__SUPPLIED MATERIAL__.
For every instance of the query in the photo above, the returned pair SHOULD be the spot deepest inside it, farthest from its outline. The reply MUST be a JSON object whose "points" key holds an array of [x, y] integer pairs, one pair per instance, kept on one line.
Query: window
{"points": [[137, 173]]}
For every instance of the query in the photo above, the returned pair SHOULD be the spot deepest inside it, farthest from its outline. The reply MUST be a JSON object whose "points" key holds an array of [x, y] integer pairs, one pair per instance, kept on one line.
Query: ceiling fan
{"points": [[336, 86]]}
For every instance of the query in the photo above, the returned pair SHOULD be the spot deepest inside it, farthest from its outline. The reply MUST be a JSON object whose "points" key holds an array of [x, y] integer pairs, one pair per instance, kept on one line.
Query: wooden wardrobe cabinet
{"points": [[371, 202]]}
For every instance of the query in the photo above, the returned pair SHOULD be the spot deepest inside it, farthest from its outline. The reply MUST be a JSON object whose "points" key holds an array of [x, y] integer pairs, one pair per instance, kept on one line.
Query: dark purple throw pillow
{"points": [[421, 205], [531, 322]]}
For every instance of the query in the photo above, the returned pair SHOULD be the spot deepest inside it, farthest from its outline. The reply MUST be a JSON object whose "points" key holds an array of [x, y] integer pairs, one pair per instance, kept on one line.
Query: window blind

__TASK__.
Repeat the data precisely, reproducing every entry.

__TASK ANSWER__.
For every instance of the query in the photo above, the returned pair SHOULD be the spot deepest inside it, farthest from its outline. The reply MUST be a JSON object whose "points" key holds an array of [x, y] integer pairs, one pair per instance, kept on one line.
Query: window
{"points": [[137, 173]]}
For every instance of the query in the photo above, the returned pair SHOULD be the spot deepest inside it, farthest from its outline. The reply MUST be a JSON object whose "points" key holds an array of [x, y] integer pairs, one pair per instance, kept on one line.
Query: ceiling fan
{"points": [[336, 86]]}
For every instance of the query in the photo above, the returned pair SHOULD be the spot deepest inside it, farthest from its outline. The reply MUST be a JSON object whose "points" key holds an array of [x, y] integer pairs, one pair per instance, kept on one line.
Query: wooden wardrobe cabinet
{"points": [[371, 202]]}
For every instance of the query in the photo above, the returned pair SHOULD be the spot deepest inside it, farthest from its outline. The reply MUST be a JSON object whose "points" key holds an array of [x, y] integer pairs, one pair per instance, kept on one line.
Query: dark purple throw pillow
{"points": [[421, 205], [531, 322]]}
For every instance of the query in the photo above, the returned pair SHOULD be the spot deepest inside it, farthest from its outline. The reply MUST be a JSON object whose "points" key holds an array of [x, y] integer pairs, one pair per instance, kept on one line.
Query: window blind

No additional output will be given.